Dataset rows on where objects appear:
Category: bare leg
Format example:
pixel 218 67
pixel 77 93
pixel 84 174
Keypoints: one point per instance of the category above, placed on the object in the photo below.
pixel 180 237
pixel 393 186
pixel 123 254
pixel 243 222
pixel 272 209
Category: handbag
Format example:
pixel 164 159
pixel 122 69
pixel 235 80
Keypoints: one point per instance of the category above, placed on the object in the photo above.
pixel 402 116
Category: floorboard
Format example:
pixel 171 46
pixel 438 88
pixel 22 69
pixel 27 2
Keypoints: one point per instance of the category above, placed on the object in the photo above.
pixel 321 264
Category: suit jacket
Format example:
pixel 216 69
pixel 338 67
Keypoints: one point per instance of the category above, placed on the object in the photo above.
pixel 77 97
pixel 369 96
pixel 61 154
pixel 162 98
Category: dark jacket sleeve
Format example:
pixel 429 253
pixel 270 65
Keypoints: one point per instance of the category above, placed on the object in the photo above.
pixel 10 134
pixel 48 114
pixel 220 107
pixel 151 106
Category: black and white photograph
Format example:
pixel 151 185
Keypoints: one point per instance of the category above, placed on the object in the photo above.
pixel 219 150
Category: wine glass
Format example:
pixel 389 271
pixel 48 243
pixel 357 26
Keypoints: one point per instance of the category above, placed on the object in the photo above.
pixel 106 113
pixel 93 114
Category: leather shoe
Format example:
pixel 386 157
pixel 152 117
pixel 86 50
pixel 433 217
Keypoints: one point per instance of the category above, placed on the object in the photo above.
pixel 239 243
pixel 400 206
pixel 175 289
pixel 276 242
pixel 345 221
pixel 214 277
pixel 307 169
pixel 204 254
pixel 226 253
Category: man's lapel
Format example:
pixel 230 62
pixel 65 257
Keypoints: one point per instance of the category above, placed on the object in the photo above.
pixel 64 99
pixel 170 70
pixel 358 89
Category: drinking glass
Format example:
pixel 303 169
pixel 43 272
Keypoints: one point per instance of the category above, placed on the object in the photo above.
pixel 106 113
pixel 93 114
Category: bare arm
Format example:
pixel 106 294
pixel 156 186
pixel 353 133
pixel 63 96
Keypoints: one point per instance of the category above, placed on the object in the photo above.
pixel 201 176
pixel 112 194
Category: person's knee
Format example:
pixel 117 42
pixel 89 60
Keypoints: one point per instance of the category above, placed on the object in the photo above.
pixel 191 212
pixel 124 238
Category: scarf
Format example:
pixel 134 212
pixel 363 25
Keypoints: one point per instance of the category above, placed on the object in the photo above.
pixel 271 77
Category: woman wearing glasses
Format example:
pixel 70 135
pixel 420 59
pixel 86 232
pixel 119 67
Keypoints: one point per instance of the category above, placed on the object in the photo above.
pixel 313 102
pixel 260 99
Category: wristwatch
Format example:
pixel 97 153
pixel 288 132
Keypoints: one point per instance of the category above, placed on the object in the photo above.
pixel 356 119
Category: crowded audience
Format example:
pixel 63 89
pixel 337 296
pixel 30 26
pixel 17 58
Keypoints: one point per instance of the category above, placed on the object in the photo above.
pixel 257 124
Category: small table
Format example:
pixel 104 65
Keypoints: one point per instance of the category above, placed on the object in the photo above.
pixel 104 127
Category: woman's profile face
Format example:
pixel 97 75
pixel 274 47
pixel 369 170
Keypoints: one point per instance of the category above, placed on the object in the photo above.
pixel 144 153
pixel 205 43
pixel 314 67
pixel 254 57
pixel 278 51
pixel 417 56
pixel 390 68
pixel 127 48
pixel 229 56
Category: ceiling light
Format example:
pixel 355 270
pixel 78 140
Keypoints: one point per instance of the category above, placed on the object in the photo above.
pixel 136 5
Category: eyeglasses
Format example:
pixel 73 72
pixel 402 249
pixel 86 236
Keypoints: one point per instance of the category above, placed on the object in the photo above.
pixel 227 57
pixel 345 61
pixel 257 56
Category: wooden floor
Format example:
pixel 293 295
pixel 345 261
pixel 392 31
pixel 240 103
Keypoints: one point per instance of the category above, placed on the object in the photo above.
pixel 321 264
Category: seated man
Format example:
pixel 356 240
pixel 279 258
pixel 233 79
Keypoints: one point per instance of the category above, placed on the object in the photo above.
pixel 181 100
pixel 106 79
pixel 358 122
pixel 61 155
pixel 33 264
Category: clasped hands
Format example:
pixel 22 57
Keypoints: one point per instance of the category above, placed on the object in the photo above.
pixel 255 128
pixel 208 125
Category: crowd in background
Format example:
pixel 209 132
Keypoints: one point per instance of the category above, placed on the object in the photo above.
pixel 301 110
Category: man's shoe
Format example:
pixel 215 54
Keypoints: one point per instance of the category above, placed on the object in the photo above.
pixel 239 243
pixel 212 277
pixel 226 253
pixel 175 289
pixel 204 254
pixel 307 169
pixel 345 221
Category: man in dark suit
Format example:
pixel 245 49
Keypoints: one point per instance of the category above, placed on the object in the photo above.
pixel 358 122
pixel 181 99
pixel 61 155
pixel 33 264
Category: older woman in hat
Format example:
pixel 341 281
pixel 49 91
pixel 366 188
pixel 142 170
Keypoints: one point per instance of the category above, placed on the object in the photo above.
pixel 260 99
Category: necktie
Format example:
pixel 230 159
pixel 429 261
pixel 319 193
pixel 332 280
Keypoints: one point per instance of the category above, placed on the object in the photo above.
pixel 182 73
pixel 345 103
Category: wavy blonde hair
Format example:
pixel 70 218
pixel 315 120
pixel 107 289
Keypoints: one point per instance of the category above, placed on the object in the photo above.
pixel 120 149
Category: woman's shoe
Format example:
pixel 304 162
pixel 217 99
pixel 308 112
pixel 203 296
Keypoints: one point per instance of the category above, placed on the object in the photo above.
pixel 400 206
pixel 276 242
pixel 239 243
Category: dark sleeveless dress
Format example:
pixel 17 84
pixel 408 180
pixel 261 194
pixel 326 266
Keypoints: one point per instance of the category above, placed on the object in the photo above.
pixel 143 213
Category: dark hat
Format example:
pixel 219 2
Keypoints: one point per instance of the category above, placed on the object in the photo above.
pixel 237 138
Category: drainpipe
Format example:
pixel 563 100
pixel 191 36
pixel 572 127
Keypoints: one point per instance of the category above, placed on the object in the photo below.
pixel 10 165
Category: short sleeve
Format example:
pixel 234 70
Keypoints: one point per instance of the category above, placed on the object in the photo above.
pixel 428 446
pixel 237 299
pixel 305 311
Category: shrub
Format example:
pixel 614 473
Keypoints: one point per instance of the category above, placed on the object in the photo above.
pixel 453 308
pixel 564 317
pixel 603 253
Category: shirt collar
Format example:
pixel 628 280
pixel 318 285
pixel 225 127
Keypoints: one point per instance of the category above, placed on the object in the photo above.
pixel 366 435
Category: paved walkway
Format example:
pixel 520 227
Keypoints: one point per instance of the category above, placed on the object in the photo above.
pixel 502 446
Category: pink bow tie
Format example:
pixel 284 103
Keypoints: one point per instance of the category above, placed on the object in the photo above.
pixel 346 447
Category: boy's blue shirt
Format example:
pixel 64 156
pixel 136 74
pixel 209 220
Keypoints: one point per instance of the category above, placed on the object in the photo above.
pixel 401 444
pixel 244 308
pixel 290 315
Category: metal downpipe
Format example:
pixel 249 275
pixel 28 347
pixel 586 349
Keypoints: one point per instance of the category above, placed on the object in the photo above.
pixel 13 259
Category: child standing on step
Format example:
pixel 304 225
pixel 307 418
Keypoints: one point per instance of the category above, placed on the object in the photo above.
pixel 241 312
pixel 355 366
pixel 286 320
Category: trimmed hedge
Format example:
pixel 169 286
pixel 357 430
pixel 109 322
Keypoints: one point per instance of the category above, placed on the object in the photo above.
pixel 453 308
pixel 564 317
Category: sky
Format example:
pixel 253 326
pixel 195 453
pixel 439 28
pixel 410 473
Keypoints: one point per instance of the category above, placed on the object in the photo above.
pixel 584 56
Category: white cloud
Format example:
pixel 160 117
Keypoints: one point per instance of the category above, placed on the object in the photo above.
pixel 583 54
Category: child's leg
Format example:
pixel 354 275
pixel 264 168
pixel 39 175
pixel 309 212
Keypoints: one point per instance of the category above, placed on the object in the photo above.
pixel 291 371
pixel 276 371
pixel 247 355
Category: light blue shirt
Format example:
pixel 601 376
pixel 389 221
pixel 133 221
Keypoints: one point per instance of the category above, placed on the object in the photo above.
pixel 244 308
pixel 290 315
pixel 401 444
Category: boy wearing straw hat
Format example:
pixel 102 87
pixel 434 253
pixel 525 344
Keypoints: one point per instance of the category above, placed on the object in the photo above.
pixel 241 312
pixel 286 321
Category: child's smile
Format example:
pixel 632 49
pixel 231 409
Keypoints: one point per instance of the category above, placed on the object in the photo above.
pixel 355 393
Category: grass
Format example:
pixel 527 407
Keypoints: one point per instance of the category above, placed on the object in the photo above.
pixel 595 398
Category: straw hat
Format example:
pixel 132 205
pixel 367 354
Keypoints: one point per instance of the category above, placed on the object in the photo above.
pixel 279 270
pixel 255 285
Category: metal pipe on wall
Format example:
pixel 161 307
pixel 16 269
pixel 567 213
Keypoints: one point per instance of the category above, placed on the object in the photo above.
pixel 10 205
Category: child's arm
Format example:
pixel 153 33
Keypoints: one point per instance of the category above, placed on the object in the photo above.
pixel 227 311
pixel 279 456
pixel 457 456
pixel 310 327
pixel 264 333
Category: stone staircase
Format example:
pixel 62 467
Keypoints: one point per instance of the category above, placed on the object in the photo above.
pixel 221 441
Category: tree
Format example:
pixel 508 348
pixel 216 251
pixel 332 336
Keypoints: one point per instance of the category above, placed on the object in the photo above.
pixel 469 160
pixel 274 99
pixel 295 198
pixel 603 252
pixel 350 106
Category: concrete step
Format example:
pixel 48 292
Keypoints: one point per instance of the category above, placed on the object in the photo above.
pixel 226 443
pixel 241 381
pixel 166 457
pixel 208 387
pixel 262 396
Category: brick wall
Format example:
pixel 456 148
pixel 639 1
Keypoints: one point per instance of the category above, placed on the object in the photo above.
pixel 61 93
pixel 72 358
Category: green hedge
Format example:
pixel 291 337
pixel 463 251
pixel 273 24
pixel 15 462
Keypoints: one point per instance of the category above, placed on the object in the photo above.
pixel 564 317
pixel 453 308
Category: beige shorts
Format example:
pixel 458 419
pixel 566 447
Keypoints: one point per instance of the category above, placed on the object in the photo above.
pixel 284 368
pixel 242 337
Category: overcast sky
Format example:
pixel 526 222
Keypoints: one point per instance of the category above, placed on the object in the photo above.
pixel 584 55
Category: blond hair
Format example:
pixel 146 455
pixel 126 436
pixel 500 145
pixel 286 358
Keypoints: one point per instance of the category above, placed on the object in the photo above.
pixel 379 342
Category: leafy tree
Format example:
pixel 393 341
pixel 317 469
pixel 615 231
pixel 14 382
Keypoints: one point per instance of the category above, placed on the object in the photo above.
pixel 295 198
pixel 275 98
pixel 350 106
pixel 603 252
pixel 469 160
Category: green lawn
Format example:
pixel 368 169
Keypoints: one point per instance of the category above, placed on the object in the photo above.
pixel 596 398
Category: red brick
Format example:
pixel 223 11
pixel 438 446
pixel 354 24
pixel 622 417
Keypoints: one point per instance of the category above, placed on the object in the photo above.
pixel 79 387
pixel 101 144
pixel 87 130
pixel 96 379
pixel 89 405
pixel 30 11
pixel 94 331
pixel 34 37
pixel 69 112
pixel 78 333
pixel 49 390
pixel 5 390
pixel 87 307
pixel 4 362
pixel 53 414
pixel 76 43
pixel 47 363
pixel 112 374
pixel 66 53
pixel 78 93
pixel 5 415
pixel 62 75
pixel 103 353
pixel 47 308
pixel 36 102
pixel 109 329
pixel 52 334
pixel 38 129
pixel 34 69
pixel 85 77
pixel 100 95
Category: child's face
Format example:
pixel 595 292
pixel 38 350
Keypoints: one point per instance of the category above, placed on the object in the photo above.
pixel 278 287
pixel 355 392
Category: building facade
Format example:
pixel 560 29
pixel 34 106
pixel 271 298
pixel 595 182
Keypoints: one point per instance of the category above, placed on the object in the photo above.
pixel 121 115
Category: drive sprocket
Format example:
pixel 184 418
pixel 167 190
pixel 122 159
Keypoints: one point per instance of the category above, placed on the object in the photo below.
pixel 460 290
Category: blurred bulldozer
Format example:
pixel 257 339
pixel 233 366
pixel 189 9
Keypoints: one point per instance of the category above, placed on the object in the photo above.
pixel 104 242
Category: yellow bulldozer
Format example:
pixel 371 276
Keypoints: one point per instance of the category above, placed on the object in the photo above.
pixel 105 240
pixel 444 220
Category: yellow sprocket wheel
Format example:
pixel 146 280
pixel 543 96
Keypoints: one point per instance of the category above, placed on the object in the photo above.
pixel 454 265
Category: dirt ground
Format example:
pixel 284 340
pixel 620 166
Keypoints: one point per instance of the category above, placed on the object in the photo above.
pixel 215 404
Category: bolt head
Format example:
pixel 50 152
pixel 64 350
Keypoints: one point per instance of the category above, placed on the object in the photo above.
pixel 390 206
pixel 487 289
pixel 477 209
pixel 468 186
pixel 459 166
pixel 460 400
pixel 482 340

What the task asks:
Only the lines from the one that contains "Category: building facade" through the last line should be repeated, each exactly as it stands, with both ends included.

Written answer:
Category: building facade
Format example:
pixel 560 29
pixel 34 106
pixel 271 298
pixel 595 182
Keypoints: one point per instance of the category above, placed on the object in the photo above.
pixel 121 115
Category: drive sprocket
Format example:
pixel 184 418
pixel 167 190
pixel 122 159
Keypoints: one point per instance of the category above, placed on the object in the photo below.
pixel 460 290
Category: blurred bulldozer
Format example:
pixel 257 339
pixel 233 366
pixel 189 9
Keypoints: one point per instance of the category above, placed on the object in the photo above.
pixel 104 242
Category: yellow bulldozer
Format example:
pixel 371 276
Keypoints: one point per instance of the category above, placed on the object in the photo above.
pixel 105 240
pixel 444 220
Category: yellow sprocket wheel
Format example:
pixel 146 280
pixel 543 96
Keypoints: one point per instance of the category above, placed on the object in the photo above.
pixel 454 265
Category: dirt ground
Format example:
pixel 284 340
pixel 620 166
Keypoints: one point per instance of the category above, placed on the object in the photo above.
pixel 215 404
Category: bolt head
Format example:
pixel 50 152
pixel 64 350
Keypoints: one point per instance of the category above, placed on the object in the photo above.
pixel 390 206
pixel 487 289
pixel 477 209
pixel 468 186
pixel 459 166
pixel 460 400
pixel 482 340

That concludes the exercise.